TASK DETAILS: Recast the material below as a numbered list with one item per line, dropping any blank lines. Leave the pictures out of your answer.

____ PROVIDED INFORMATION

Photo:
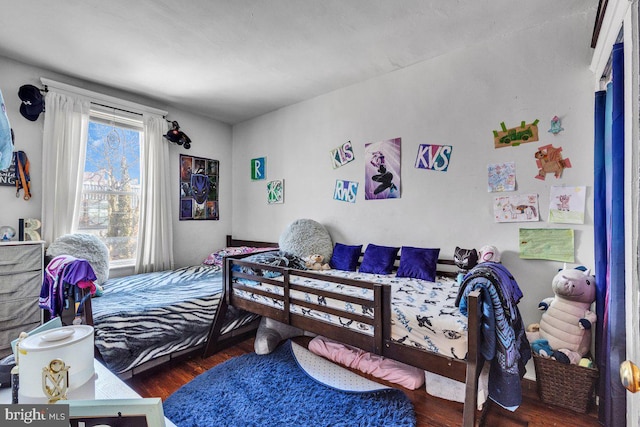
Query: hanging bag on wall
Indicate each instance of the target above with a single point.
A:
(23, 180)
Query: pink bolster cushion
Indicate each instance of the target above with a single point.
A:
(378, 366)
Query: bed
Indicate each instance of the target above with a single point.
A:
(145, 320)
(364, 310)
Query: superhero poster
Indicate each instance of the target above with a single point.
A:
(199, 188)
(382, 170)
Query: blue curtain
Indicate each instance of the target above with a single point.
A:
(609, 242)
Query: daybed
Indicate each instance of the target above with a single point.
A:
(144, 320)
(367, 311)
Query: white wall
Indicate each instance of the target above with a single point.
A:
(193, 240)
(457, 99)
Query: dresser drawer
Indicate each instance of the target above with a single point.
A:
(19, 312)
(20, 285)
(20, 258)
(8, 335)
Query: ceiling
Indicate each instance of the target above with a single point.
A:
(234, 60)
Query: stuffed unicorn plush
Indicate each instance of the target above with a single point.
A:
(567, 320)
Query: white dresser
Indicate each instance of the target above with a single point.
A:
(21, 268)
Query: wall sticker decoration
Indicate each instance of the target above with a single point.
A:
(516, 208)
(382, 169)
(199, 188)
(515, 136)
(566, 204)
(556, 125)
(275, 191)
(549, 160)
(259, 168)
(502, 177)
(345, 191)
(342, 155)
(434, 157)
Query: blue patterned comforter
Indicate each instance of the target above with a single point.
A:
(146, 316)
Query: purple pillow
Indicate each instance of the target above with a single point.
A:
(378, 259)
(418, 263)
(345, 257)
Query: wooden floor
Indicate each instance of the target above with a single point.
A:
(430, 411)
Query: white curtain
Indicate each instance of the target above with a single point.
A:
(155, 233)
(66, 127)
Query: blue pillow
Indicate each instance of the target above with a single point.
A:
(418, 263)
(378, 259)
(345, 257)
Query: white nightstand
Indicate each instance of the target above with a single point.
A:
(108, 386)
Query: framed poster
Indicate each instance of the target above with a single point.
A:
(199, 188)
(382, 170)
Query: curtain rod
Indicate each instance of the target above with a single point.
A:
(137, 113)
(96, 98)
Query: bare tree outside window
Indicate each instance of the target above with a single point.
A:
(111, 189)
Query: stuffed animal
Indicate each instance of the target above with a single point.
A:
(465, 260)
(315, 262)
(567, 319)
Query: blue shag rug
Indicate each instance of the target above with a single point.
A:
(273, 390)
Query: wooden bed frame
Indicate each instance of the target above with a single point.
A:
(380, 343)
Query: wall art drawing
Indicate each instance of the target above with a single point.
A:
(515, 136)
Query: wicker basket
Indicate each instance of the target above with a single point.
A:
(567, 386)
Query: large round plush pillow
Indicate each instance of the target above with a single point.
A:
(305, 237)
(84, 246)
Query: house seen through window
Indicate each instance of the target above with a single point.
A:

________

COMPLETED EXERCISE:
1. Photo:
2. Query: hanging bag on wall
3. Indicate each instance of the target above with a single point.
4. A:
5. (23, 180)
6. Query: pink bolster cushion
7. Indicate each instance of the target above with a single point.
8. A:
9. (378, 366)
10. Query: bed
11. Indicate each instance of the target above with a single point.
12. A:
13. (145, 320)
14. (364, 310)
15. Query: superhero poster
16. Indicate each instance of the target above with a single point.
17. A:
18. (199, 188)
19. (382, 170)
20. Query: blue curtain
21. Indicate each instance of the target above with a single point.
22. A:
23. (609, 242)
24. Query: daybed
25. Indicate each instance of the target above with a single point.
26. A:
27. (144, 320)
28. (367, 311)
29. Query: white wall
30. Indicate each instance of the target above with a single point.
31. A:
32. (193, 240)
33. (457, 99)
34. Query: dresser drawer
35. Indicate each instance of the target above with a single point.
36. A:
37. (19, 312)
38. (20, 285)
39. (20, 258)
40. (8, 335)
41. Query: ceiling
42. Indicate each instance of the target above with a single point.
43. A:
44. (234, 60)
45. Query: stuffed unicorn plush
46. Indicate each instance of the target above with a single point.
47. A:
48. (567, 320)
49. Query: white dresser
50. Indicate each instance of the target above with a single point.
51. A:
52. (21, 268)
53. Query: wall sticker decoration
54. Indicate each instance of the target above with a single point.
55. A:
56. (516, 208)
57. (382, 169)
58. (199, 188)
59. (515, 136)
60. (566, 204)
61. (556, 125)
62. (275, 191)
63. (549, 160)
64. (259, 168)
65. (502, 177)
66. (345, 191)
67. (342, 155)
68. (434, 157)
69. Query: blue patterned comforter
70. Indicate each instance of the target above with a single point.
71. A:
72. (146, 316)
73. Query: purple pillow
74. Indicate each instance of the target above with a single point.
75. A:
76. (378, 259)
77. (418, 263)
78. (345, 257)
79. Query: wooden floor
80. Indicate each instance of the target above with a single point.
81. A:
82. (430, 411)
83. Query: white curtain
84. Indicate each instance of the target above with a single point.
85. A:
86. (155, 233)
87. (66, 127)
88. Query: blue pillow
89. Indicate each instance of the target above with a single point.
90. A:
91. (418, 263)
92. (378, 259)
93. (345, 257)
94. Query: white nightstand
95. Indicate each instance of the target above with a single point.
96. A:
97. (108, 386)
98. Query: framed poster
99. Indicate each instance of the target above with a single point.
100. A:
101. (199, 188)
102. (382, 170)
103. Query: curtain rod
104. Indicate each instance of the target above with a single point.
105. A:
106. (137, 113)
107. (96, 98)
108. Query: bare tree outside window
109. Indicate each instance of the target above with a single point.
110. A:
111. (111, 189)
112. Query: stuffed animal
113. Indicate each instance of the target above with a single point.
114. A:
115. (465, 260)
116. (315, 262)
117. (567, 319)
118. Query: blue shag rug
119. Indicate each instance of the target above with a single point.
120. A:
121. (273, 390)
122. Query: wooden bed frame
123. Indicate each instance of the target above with a single point.
124. A:
125. (380, 343)
126. Query: wall art drawing
127. Indicate each instance of the target above with a single point.
128. A:
129. (515, 136)
130. Query: wicker basket
131. Indicate each instance of the target above with a single point.
132. A:
133. (567, 386)
134. Query: large round plush pillow
135. Indicate each instance of the target above with a single point.
136. A:
137. (305, 237)
138. (84, 246)
139. Query: house seen through window
140. Indicate each instance of the target above with a single point.
141. A:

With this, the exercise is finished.